[Items taken from a collection]
◇ ◇ ◇ ◇ ◇
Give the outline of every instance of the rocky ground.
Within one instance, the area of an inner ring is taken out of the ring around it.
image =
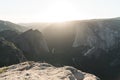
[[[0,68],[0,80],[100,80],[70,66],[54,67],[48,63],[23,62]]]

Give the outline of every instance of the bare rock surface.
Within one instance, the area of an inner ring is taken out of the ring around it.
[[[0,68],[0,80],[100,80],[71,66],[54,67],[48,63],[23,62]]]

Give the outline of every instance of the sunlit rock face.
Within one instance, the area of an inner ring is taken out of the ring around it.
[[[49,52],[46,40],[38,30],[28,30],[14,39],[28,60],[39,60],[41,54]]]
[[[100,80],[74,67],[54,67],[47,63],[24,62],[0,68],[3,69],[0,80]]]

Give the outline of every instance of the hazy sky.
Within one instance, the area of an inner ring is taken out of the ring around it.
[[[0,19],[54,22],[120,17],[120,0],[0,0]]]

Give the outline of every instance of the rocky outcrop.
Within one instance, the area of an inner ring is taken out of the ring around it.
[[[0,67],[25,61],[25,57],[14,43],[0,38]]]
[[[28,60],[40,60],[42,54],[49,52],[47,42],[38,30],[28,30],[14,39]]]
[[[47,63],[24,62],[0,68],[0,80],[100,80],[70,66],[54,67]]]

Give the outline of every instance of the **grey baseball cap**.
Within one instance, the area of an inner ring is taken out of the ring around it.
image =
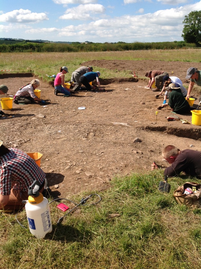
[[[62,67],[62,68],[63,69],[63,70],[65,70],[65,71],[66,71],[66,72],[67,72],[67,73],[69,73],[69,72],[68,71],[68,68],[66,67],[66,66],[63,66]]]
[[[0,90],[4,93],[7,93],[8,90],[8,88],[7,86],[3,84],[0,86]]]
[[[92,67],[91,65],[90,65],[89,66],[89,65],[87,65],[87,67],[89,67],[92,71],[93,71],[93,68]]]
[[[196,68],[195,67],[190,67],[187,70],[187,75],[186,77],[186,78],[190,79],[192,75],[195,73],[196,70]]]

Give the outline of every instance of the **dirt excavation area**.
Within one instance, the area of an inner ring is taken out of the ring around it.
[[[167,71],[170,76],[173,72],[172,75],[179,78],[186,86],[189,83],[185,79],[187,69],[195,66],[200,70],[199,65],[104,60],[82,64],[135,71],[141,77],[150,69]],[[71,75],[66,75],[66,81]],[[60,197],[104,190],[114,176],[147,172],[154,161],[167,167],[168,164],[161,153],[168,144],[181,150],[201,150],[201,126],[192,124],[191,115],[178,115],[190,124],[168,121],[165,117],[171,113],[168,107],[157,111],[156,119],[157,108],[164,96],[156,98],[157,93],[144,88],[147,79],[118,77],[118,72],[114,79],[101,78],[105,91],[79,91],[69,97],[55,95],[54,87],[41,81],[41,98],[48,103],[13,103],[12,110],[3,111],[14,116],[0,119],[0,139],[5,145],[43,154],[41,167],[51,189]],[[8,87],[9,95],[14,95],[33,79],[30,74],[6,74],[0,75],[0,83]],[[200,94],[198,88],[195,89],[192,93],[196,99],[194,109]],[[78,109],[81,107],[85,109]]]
◇ ◇ ◇ ◇ ◇
Rewrite all of the items above, replacing "outline" with "boundary" and keeping everything else the same. Leave the pictures out of your answer.

Give the boundary of every instance of the rocky ground.
Within one instance, the area of an inner ring is taken out of the ring around it.
image =
[[[0,68],[0,80],[100,80],[70,66],[54,67],[48,63],[23,62]]]

Give the boundary of every instance of the bare rock surface.
Within one instance, the area of an inner ring is taken out of the ring around it.
[[[0,68],[0,80],[100,80],[71,66],[54,67],[48,63],[23,62]]]

Give the boundary of every instance of the sunlit rock face.
Within one instance, the area of an inner ring is taken out of the ring around it.
[[[49,52],[46,40],[38,30],[28,30],[14,39],[28,60],[39,60],[41,54]]]
[[[100,80],[74,67],[54,67],[47,63],[24,62],[0,68],[3,69],[0,80]]]

Give the boundary of every instance of the hazy sky.
Within one instance, the area of an inner ring is taken out of the ring around it.
[[[0,19],[54,22],[120,17],[120,0],[0,0]]]

Give the boundary of every instance of the rocky outcrop.
Within one instance, the area of an inner ring is taken out of the ring around it.
[[[0,67],[25,61],[25,57],[14,43],[0,38]]]
[[[28,60],[40,60],[42,54],[49,52],[47,42],[38,30],[28,30],[14,39]]]
[[[47,63],[24,62],[0,68],[0,80],[100,80],[70,66],[54,67]]]

Give the boundary of every instance of the **grey baseball cap**.
Within one instance, the area of an inner ring is taken out of the ring around it.
image =
[[[62,67],[62,68],[63,69],[63,70],[65,70],[65,71],[66,71],[66,72],[67,72],[67,73],[69,73],[69,72],[68,71],[68,68],[66,67],[66,66],[63,66]]]
[[[0,90],[4,93],[7,93],[8,90],[8,88],[7,86],[3,84],[0,86]]]
[[[92,67],[91,65],[90,65],[89,66],[89,65],[87,65],[87,67],[89,67],[92,71],[93,71],[93,68]]]
[[[196,68],[195,67],[190,67],[187,70],[187,75],[186,77],[186,78],[190,79],[192,75],[195,73],[196,70]]]

Give the boundary of every instance of the **dirt excavation area**.
Within one instance, the area of an inner ring is taken out of the ring around it.
[[[167,71],[170,76],[173,72],[172,75],[179,78],[186,86],[189,83],[185,79],[187,69],[195,66],[200,70],[199,65],[104,60],[82,64],[135,71],[141,77],[150,69]],[[71,75],[66,75],[66,81]],[[60,197],[104,190],[114,176],[147,172],[154,161],[167,167],[168,164],[161,153],[168,144],[181,150],[201,150],[201,126],[192,124],[191,115],[178,115],[190,124],[168,121],[165,117],[171,113],[168,107],[157,111],[156,119],[157,108],[164,96],[156,98],[157,93],[144,88],[147,79],[118,77],[118,72],[114,79],[101,78],[105,91],[79,91],[69,97],[55,95],[54,87],[41,81],[41,98],[48,103],[13,103],[12,110],[3,111],[14,116],[0,119],[0,139],[5,145],[43,154],[41,167],[51,189]],[[8,87],[9,95],[14,95],[33,79],[30,74],[6,74],[0,75],[0,83]],[[200,94],[198,88],[195,89],[192,93],[196,99],[194,109]],[[78,109],[81,107],[85,109]]]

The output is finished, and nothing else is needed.